SHORT EXERCISE A.
Please give the stretch from "We’re still at" through "broadcasting the games." in the employment law post below again, swapping "weekend" for "week".
** start EXTRACT PROVIDED **
We’re still at it over here. We can’t stop. We have tons of clever basketball-employment law-related puns left in our arsenal and we expect to deploy them. This is what our readers want and this is what we’ll give our readers until the bitter end. Up next: The Eight Elite. The surviving eight employment law issues duked it out over the past weekend for the opportunity to move on to the Final Four. These games were incredible and resulted in two huge upsets. We even scored an unheard of 71.8 Nielsen rating among the employment lawyer and HR professionals demographic, which was odd because the networks weren’t broadcasting the games.
** end EXTRACT PROVIDED **
** start DATASET EXTRACT **
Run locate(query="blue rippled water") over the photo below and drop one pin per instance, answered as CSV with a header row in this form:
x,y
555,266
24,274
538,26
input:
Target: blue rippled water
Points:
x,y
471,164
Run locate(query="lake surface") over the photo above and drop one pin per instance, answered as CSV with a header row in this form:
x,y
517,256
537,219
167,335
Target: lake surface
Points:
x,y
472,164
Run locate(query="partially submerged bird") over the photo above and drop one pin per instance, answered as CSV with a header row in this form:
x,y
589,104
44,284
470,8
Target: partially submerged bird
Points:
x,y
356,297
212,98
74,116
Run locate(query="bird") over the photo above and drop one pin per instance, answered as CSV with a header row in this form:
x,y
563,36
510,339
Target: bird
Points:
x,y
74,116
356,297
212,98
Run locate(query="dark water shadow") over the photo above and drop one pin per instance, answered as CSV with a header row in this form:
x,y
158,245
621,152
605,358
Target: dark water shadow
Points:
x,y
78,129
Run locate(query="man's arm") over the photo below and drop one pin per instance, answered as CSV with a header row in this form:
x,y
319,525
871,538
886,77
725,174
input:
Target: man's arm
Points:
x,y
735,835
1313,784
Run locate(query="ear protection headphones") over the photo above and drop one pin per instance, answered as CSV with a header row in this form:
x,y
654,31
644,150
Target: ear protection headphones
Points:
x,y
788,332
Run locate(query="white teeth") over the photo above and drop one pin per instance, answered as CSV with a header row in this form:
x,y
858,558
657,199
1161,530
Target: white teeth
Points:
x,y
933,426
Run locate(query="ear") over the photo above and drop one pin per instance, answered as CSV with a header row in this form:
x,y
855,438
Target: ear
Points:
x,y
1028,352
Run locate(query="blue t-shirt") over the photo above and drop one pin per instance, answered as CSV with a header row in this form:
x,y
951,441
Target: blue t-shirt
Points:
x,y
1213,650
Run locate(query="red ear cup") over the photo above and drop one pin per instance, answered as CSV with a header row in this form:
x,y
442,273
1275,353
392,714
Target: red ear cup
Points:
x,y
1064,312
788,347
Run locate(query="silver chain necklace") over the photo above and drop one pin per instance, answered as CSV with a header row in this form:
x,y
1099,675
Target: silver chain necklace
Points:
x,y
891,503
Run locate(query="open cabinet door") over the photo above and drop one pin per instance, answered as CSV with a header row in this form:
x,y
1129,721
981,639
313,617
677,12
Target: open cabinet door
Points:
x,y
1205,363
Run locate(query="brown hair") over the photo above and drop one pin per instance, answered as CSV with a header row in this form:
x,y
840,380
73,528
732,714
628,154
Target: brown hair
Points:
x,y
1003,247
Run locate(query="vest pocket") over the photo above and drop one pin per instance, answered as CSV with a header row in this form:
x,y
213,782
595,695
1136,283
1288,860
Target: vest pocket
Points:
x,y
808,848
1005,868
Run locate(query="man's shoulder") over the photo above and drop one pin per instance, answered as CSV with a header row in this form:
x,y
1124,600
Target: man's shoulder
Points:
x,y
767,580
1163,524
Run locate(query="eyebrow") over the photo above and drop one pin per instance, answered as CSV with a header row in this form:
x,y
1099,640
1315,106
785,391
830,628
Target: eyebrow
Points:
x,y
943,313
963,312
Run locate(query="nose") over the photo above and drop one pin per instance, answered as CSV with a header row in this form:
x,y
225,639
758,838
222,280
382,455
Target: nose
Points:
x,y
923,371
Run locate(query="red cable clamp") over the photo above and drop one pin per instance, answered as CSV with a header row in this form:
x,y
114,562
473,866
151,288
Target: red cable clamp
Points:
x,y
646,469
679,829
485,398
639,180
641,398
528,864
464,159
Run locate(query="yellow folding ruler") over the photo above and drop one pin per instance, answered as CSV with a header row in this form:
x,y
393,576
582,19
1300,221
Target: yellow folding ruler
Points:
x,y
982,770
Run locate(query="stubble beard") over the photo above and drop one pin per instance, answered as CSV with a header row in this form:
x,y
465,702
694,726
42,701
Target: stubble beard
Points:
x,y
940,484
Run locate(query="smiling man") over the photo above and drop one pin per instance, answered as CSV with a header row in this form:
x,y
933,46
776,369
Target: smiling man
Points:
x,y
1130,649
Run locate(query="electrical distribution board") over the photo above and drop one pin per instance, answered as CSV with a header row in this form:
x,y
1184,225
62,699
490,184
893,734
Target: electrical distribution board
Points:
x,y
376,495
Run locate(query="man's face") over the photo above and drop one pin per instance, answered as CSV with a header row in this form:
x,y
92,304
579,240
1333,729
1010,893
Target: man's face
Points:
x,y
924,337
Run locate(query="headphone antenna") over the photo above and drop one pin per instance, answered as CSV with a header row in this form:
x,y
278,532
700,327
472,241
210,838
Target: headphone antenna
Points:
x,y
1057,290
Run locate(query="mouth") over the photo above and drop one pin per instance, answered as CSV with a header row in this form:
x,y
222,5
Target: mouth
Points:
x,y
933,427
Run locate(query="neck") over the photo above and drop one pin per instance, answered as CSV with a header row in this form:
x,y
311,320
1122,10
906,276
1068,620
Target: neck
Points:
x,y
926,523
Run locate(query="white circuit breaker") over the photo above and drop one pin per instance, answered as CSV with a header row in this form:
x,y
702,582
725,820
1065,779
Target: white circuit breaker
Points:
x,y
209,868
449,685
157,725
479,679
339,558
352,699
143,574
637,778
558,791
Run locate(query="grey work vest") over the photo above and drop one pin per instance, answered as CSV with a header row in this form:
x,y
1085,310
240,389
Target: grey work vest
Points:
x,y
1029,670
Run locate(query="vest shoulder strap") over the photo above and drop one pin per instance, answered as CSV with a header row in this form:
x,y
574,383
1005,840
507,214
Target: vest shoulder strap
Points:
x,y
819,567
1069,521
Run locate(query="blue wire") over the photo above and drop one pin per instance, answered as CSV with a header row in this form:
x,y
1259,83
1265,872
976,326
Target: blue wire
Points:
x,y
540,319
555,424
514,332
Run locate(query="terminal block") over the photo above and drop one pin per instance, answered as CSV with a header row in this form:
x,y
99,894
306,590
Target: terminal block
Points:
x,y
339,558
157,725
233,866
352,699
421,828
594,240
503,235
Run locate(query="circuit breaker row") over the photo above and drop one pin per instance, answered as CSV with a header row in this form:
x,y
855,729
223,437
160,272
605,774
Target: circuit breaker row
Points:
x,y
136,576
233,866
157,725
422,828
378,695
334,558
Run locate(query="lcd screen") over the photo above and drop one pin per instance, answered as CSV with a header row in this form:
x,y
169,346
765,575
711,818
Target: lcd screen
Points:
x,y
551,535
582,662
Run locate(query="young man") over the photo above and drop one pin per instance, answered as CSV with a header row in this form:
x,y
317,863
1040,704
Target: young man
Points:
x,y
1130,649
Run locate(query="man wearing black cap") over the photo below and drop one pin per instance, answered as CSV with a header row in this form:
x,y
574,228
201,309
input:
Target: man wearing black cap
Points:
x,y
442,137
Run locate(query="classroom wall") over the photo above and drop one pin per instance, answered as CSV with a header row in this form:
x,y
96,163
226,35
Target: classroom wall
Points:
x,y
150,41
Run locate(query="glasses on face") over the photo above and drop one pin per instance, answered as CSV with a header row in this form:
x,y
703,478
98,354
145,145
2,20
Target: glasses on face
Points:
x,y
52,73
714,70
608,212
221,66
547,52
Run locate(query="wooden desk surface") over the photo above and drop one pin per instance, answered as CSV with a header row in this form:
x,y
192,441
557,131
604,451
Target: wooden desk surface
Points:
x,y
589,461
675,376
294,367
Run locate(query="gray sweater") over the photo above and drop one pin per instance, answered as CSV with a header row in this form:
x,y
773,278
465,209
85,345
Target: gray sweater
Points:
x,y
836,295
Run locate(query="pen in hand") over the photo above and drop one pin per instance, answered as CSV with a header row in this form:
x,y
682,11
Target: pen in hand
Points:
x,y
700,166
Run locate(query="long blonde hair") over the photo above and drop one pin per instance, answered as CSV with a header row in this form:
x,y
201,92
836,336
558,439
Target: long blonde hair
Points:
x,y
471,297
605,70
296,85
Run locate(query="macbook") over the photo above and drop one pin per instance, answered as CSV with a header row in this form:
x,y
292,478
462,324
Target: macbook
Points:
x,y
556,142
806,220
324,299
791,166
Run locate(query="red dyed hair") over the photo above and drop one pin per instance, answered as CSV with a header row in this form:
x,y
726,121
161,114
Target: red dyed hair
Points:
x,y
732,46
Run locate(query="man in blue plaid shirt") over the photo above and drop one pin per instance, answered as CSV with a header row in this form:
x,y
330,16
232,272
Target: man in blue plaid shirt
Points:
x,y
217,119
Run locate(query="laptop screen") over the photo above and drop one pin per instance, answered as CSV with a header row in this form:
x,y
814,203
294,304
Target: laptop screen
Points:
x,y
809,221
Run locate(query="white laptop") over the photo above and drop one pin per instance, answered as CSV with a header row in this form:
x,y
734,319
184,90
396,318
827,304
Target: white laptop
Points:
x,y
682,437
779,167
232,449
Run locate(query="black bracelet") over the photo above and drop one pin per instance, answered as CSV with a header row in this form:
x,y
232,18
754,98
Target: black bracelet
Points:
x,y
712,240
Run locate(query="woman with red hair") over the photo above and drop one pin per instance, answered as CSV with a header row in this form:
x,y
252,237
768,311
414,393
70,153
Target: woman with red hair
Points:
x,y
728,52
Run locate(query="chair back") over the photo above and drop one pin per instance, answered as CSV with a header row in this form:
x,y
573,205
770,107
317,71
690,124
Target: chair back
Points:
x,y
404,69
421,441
** end DATASET EXTRACT **
SHORT EXERCISE B.
Collect every line of the rows above that contains the word "protection". Case counts.

EXPECTED ANSWER A.
We’re still at it over here. We can’t stop. We have tons of clever basketball-employment law-related puns left in our arsenal and we expect to deploy them. This is what our readers want and this is what we’ll give our readers until the bitter end. Up next: The Eight Elite. The surviving eight employment law issues duked it out over the past week for the opportunity to move on to the Final Four. These games were incredible and resulted in two huge upsets. We even scored an unheard of 71.8 Nielsen rating among the employment lawyer and HR professionals demographic, which was odd because the networks weren’t broadcasting the games.

EXPECTED ANSWER B.
Run locate(query="ear protection headphones") over the photo above and drop one pin per instance, answered as CSV with a header row in this form:
Target: ear protection headphones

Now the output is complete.